Alor island is of volcanic origin, forming part of the Banda Arc, which was formed by the subduction of the Australian plate beneath the Eurasian plate. Currently the Banda Arc is involved in the early stages of an Arc-Continent collision, as continental crust of the Australian plate becomes involved in this boundary. Several microplates have been formed, including the Banda Sea plate and the Timor plate. The boundary between these two microplates is a north-dipping subduction zone, movement on which has caused large earthquakes in the past, including the 1991 Kalabahi earthquakes that resulted in 23 fatalities.

◆ ◆ ◆

**PROMPT 1:** According to the Alor geology passage, how many fatalities resulted from the 1991 Kalabahi earthquakes?
**PROMPT 2:** Pick up the passage on Alor's geology after its last sentence and carry it forward.

Natural language region descriptions
◆ ◆ ◆

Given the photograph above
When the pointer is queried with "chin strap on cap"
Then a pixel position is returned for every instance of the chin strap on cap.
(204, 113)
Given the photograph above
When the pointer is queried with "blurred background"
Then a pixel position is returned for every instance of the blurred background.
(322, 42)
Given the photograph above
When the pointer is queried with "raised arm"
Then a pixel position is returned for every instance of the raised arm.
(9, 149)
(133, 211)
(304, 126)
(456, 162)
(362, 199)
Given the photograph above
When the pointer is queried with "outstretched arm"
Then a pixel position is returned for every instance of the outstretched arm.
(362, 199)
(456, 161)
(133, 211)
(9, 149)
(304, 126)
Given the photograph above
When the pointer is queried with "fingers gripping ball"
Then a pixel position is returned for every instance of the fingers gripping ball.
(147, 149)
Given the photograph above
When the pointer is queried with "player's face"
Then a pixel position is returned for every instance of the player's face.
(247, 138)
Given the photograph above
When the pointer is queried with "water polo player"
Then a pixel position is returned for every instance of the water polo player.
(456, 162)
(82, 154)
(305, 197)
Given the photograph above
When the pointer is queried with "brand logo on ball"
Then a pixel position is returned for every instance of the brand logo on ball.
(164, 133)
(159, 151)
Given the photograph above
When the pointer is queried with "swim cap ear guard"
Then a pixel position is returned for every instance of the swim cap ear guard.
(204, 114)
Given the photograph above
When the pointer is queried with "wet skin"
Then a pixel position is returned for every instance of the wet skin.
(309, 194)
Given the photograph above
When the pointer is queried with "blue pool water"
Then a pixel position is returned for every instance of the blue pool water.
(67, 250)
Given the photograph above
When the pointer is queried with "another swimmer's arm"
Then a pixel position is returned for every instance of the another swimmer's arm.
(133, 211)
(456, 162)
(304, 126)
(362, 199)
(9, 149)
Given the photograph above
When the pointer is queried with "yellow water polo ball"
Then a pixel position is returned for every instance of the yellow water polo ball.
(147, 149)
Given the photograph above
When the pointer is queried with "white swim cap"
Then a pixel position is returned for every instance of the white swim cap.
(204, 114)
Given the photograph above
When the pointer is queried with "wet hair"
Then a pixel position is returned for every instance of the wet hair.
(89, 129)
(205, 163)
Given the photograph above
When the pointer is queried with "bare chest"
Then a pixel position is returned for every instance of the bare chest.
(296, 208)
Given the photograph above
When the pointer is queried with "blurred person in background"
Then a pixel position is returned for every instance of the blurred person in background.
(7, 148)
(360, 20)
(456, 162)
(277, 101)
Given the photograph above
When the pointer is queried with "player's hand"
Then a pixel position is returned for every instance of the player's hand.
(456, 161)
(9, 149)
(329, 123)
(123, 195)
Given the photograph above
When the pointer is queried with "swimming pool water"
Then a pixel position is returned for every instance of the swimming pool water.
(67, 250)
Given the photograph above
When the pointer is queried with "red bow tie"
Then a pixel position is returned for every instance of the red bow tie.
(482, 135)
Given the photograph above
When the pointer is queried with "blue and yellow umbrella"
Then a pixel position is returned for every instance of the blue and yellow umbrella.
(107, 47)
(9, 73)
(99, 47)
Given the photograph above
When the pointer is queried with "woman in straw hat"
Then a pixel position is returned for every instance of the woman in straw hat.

◆ ◆ ◆

**WRITTEN RESPONSE 1:** 23

**WRITTEN RESPONSE 2:**
== Earthquake ==
The earthquake occurred as a result of shallow thrust faulting on or near the convergent boundary between the Banda Sea plate to the north and the Timor plate to the south. Focal mechanism solutions indicate that rupture occurred on either a steep, near-vertical reverse fault or on a shallow, southward-dipping thrust fault. A rupture area of 95 km x 80 km was estimated, with a maximum slip of 3.9349 m north of the hypocenter. The observed source time function gives an almost 40 second duration for the earthquake, with the greatest phase of seismic moment release occurring about 10 seconds after initiation. It had a maximum Modified Mercalli intensity of X (Extreme) near the epicenter, VIII (Severe) in Kalabahi, VI (Strong) in Liquiçá Municipality, East Timor and V (Moderate) in Dili. By 22 November, 1,011 aftershocks were recorded, the strongest measuring 6.4.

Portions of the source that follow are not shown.